Stored dataset items
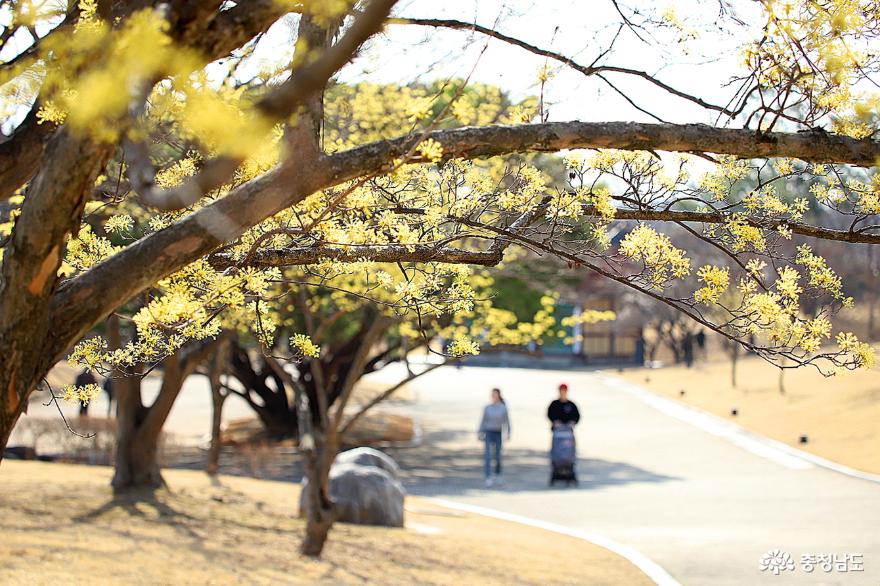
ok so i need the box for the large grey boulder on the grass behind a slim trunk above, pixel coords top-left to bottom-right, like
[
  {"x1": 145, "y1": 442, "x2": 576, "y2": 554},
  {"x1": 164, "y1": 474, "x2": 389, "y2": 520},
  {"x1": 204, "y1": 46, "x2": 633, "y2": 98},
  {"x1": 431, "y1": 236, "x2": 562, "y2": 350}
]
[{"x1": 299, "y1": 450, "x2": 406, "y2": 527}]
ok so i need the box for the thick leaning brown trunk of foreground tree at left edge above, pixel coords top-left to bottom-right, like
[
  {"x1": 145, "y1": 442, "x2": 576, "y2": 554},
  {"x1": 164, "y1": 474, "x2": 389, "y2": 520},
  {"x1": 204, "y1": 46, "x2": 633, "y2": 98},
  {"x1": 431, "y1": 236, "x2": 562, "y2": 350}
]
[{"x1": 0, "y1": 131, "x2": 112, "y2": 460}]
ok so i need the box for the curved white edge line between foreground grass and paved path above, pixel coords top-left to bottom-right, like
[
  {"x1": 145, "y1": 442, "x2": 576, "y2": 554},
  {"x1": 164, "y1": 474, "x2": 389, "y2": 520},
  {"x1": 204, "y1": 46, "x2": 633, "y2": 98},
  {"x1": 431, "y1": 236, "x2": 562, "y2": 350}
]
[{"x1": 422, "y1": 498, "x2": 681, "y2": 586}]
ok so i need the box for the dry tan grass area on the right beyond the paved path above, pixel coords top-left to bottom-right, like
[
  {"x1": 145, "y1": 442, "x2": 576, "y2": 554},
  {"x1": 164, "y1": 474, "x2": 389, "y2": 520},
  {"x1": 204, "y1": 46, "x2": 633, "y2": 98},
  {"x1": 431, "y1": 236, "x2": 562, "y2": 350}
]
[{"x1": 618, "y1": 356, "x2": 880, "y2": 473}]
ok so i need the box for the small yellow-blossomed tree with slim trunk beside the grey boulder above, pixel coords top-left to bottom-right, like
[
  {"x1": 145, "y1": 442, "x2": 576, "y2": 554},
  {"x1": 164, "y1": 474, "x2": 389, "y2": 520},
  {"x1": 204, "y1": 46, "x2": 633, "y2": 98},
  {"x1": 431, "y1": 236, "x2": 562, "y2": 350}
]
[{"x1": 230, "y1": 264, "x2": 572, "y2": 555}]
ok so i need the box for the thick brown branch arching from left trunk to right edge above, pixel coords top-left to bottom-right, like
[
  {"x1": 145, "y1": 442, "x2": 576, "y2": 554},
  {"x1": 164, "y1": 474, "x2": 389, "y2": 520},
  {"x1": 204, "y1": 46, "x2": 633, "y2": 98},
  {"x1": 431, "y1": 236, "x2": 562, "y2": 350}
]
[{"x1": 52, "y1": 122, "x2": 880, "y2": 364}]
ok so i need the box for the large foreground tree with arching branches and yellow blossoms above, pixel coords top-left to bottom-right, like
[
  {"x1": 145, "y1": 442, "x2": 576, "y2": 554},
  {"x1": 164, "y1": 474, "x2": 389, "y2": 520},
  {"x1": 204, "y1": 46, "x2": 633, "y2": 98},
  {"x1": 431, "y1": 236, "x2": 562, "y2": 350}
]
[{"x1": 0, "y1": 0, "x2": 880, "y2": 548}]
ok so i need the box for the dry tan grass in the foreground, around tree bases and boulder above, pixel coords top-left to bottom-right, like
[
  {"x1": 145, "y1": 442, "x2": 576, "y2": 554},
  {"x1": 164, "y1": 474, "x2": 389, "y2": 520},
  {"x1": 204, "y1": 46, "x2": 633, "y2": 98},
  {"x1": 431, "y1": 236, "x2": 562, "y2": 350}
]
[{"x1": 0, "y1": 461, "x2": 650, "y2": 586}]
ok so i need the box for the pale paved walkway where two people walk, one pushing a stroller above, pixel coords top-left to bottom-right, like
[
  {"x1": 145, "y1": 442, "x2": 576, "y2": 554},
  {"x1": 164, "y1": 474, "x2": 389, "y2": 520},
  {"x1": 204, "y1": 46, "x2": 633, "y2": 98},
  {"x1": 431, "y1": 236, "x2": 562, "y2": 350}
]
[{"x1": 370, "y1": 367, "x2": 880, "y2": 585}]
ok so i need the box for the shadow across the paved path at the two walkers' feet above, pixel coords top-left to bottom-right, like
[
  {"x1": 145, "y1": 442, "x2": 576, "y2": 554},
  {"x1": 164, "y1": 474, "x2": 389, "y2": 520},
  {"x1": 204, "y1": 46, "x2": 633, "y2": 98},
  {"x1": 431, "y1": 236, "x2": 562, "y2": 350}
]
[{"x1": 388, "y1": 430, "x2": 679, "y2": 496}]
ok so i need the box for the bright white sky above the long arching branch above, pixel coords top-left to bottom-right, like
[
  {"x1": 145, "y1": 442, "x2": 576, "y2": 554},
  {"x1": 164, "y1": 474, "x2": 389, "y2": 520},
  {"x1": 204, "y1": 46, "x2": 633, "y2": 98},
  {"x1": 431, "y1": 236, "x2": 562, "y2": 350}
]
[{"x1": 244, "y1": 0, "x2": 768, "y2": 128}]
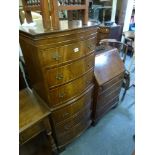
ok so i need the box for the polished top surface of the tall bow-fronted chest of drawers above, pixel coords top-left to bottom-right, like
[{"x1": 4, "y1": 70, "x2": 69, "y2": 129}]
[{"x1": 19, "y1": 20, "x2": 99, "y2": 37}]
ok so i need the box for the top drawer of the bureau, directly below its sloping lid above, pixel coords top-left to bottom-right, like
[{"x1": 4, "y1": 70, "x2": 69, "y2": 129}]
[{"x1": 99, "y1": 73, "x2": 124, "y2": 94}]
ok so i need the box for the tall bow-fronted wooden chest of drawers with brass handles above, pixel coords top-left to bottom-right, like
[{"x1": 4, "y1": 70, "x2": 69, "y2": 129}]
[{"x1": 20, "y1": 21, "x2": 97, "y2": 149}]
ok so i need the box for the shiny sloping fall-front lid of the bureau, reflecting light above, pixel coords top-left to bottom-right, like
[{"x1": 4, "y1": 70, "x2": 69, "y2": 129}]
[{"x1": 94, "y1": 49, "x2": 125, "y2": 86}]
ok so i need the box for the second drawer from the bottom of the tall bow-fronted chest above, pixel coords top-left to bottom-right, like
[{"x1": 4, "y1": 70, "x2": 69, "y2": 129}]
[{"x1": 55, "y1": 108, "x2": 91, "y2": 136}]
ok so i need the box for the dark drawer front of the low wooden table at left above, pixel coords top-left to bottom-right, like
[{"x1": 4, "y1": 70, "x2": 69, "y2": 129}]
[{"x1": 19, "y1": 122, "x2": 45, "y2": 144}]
==
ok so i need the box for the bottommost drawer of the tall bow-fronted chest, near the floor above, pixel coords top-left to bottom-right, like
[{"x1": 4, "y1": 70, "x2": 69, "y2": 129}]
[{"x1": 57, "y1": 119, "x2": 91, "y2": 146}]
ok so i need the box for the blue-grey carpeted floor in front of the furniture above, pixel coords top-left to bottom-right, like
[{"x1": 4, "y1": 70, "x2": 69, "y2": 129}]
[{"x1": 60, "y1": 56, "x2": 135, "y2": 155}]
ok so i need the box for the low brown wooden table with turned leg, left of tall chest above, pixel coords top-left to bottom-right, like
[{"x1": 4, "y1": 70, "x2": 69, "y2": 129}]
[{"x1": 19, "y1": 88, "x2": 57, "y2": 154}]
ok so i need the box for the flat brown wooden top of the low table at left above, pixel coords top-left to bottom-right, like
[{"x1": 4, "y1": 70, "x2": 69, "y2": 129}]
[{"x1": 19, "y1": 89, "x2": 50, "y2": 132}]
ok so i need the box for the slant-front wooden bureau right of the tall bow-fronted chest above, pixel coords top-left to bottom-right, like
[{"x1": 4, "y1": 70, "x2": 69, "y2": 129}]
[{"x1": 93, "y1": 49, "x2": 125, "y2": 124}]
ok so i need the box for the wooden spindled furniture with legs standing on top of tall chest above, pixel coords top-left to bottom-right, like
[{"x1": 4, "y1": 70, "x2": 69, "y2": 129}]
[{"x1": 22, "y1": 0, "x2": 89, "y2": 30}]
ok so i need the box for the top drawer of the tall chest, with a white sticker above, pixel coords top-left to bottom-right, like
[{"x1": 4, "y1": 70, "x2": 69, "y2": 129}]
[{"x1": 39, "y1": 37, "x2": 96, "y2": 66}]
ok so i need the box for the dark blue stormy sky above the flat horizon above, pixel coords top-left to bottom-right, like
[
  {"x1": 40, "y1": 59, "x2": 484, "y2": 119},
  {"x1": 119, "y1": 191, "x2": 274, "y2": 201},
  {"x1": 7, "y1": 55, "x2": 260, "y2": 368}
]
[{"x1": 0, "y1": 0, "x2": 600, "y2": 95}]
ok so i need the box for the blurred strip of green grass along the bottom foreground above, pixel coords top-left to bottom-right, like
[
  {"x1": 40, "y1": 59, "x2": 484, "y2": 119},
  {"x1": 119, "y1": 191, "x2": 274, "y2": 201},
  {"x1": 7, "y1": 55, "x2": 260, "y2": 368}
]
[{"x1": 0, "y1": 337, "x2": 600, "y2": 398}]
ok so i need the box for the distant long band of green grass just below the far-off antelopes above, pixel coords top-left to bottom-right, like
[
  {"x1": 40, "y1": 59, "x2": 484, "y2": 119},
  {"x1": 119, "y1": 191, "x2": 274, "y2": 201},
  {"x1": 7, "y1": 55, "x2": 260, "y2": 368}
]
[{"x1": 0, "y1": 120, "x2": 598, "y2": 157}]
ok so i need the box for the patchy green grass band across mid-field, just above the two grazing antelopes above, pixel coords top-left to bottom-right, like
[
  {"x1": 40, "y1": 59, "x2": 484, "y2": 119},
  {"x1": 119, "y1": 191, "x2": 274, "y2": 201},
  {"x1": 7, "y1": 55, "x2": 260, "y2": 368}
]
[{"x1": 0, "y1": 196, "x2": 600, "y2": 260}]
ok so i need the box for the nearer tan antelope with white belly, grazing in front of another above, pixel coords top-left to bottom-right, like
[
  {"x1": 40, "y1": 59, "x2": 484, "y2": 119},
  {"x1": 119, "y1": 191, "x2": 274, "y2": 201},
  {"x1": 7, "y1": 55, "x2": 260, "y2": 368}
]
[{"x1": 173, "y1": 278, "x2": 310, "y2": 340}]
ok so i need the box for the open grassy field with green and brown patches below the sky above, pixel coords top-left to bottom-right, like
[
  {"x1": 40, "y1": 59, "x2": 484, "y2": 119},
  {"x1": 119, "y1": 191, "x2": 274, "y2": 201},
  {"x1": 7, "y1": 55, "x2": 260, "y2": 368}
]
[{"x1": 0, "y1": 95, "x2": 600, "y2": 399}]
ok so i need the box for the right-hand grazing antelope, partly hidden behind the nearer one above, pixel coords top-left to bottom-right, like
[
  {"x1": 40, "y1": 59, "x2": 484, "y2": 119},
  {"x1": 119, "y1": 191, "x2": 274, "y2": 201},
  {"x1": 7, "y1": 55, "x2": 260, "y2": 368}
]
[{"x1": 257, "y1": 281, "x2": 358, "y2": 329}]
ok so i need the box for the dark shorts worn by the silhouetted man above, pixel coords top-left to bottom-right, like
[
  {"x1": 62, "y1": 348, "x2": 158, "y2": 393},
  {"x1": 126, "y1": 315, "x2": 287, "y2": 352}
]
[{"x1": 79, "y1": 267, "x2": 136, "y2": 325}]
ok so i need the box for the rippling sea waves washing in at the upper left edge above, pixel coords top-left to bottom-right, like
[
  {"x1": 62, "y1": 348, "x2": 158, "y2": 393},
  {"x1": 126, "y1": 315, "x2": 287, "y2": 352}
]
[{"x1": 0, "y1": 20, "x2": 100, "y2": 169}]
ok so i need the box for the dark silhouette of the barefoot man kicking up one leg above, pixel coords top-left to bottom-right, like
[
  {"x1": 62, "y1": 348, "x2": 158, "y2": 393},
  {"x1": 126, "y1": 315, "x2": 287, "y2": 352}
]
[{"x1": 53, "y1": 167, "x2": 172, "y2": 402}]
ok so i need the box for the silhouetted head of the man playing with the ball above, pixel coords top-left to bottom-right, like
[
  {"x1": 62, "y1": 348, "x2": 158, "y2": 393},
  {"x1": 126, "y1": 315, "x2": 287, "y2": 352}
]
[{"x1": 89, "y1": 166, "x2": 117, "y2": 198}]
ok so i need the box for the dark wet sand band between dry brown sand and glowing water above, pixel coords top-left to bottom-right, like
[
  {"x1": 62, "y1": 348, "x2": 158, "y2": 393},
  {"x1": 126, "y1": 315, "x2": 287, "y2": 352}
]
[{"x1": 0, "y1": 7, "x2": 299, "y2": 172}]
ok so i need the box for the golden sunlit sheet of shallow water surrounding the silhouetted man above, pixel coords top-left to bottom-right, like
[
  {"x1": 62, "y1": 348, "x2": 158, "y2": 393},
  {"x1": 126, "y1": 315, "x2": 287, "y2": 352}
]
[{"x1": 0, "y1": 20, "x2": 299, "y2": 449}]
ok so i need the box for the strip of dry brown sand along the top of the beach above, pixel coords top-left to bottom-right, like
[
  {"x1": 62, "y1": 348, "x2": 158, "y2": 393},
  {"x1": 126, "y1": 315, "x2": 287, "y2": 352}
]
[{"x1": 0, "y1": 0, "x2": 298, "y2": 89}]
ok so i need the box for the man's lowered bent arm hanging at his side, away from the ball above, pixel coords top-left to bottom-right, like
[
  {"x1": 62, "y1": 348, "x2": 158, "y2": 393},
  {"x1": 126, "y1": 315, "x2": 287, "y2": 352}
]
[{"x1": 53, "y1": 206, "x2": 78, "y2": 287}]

### Brief
Filter these records, keeping every line where the word "sloping" occurs.

### Output for this exercise
ok so i need the box for the top drawer of the bureau, directly below its sloping lid above, pixel coords top-left to bottom-right, like
ok so i need the box for the shiny sloping fall-front lid of the bureau, reflecting light above, pixel coords top-left to bottom-right, like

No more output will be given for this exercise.